**Trecho apresentado**
------------
Correio braziliense, n. 19123, 04/10/2015. Economia, p. 11

Calote no cartão vai a 38%

04/10/2015 - Fonte:  Correio Braziliense - Edição Digital 
 

Especialistas recomendam cautela na hora de usar dinheiro de plástico (Ed Alves/CB/D.A Press - 7/8/14)

Especialistas recomendam cautela na hora de usar dinheiro de plástico


O calote no cartão de crédito não para de crescer. Quase quatro em cada 10 brasileiros que entraram no rotativo no cartão se declaram incapazes de honrar os débitos. Dados do Banco Central mostram que a inadimplência nessa linha de crédito chega a 37,6% - um recorde. As pessoas estão com o nome sujo porque não pagam as faturas há mais de 90 dias. A tendência, dizem os especialistas, é de que esse quadro piore nos próximos meses, uma vez que a nova classe C, que se empanturrou de crédito, diante das facilidades oferecidas pelos bancos, está sofrendo com a inflação alta, que corroeu o poder de compra, e é a maior vítima do desemprego.

Os educadores financeiros são enfáticos ao analisarem o atual nível de calote no cartão de crédito e ressaltam que os resultados já eram esperados, diante da elevada taxa de juros cobrada no rotativo do cartão. Os encargos médios, informa o BC, subiram 8,8 pontos percentuais de apenas de julho para agosto, chegando a 403,5% ao ano - a mais alta da série histórica elaborada pela autoridade monetária, iniciada em março de 2011. Mas há instituições, como a Financeira Cetelem, controlada pelo Banco BNP Paribas, que cobra 837,27% ao ano.

A orientação dos especialistas é para fugir do rotativo do cartão. No atual contexto econômico, com o orçamento apertado e o risco de demissões, as famílias que insistirem nessa linha de crédito acabarão sendo empurradas para a inadimplência. "As pessoas continuam com as mesmas necessidades de consumo que tinham antes da crise, mas não têm mais a mesma renda", explica o professor de finanças Marcos Melo, do Ibmec-DF. "A inflação alta, que encosta nos 10%, prejudicou demais a renda dos trabalhadores. E muitos buscam suprir as necessidades por meio das fontes que estão mais acessíveis, como o dinheiro de plástico", acrescenta. "Mas isso é um erro."
------------
**Informações fornecidas**
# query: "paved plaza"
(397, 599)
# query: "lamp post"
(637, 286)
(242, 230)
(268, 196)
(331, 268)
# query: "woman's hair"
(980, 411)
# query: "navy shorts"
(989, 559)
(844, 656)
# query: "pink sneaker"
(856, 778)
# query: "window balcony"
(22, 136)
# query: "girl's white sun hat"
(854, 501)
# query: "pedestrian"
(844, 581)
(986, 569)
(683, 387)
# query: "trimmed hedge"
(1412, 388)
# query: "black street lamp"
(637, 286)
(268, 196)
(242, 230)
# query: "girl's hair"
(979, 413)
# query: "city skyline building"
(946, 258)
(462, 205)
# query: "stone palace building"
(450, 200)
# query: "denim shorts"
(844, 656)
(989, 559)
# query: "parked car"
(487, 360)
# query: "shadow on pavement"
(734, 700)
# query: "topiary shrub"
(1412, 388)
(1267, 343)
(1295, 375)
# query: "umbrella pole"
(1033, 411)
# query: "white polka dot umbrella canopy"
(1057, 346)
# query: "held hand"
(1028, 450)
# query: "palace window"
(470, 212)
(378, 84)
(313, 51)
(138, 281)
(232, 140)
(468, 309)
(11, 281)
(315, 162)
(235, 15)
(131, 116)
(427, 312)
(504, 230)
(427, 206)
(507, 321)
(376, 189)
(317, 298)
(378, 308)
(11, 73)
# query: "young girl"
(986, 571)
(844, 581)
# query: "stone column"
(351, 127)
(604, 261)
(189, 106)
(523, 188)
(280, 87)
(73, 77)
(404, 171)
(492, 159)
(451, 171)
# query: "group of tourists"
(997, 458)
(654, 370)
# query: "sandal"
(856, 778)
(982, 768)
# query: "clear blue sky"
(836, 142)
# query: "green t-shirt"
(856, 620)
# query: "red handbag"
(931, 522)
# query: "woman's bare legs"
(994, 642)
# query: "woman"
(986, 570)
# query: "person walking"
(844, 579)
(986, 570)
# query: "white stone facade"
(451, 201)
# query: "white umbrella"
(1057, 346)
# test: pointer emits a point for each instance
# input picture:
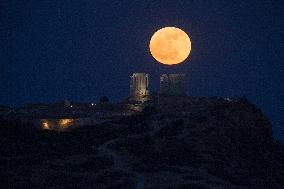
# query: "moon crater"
(170, 45)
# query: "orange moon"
(170, 45)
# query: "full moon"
(170, 45)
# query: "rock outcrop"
(178, 143)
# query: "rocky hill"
(193, 143)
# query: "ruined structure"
(139, 85)
(173, 84)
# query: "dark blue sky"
(81, 50)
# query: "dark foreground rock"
(216, 145)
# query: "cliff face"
(176, 143)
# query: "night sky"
(81, 50)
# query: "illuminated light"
(170, 45)
(45, 124)
(64, 123)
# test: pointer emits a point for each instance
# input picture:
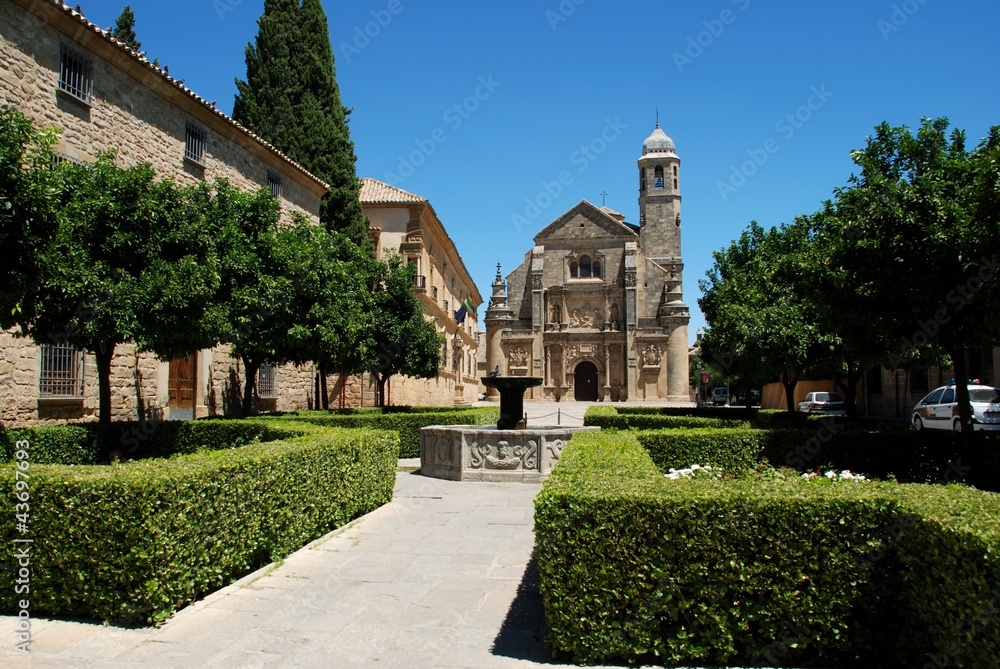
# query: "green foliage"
(291, 99)
(762, 324)
(403, 341)
(132, 543)
(766, 570)
(130, 260)
(28, 209)
(406, 424)
(124, 30)
(615, 418)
------------
**Enunciado 1**
De acordo com a reportagem sobre o calote no cartão, a que taxa anual chegaram os encargos médios do rotativo em agosto?
**Enunciado 2**
Reproduza da reportagem sobre o calote no cartão tudo o que vai de "04/10/2015 - Fonte:  Correio Braziliense" até "vítima do desemprego.".
**Enunciado 3**
Retome a reportagem sobre o calote no cartão de crédito e dê continuidade a ela a partir do ponto em que termina.
O material não tem nenhum papel aqui.

**Resposta do exercício 1**
Os encargos médios chegaram a 403,5% ao ano.

**Resposta do exercício 2**
04/10/2015 - Fonte:  Correio Braziliense - Edição Digital 
 

Especialistas recomendam cautela na hora de usar dinheiro de plástico (Ed Alves/CB/D.A Press - 7/8/14)

Especialistas recomendam cautela na hora de usar dinheiro de plástico


O calote no cartão de crédito não para de crescer. Quase quatro em cada 10 brasileiros que entraram no rotativo no cartão se declaram incapazes de honrar os débitos. Dados do Banco Central mostram que a inadimplência nessa linha de crédito chega a 37,6% - um recorde. As pessoas estão com o nome sujo porque não pagam as faturas há mais de 90 dias. A tendência, dizem os especialistas, é de que esse quadro piore nos próximos meses, uma vez que a nova classe C, que se empanturrou de crédito, diante das facilidades oferecidas pelos bancos, está sofrendo com a inflação alta, que corroeu o poder de compra, e é a maior vítima do desemprego.

**Resposta do exercício 3**
Descontrole
Apesar de ser a modalidade de crédito mais cara no mercado, o rotativo do cartão sempre aparece como a salvação da lavoura em momentos de dificuldade. Mas isso acontece porque muitas pessoas não conhecem outras opções de financiamento oferecidas pelos bancos, bem mais baratas, afirma o professor Jorge Arbache, do Departamento de Economia da Universidade de Brasília (UnB). Nessa escolha equivocada pesa o fato de o cartão ser uma linha de crédito fácil de obter no banco, sem muitas exigências e burocracia - um dos fatores que justifica os juros altos. "O que atrai no rotativo do cartão é, principalmente, a facilidade. Além de não precisar pedir nada para ninguém, nem dar satisfação dos gastos, a pessoa ainda tem o prazo de alguns meses para resolver a situação antes que ela exploda", explica Marcos Melo.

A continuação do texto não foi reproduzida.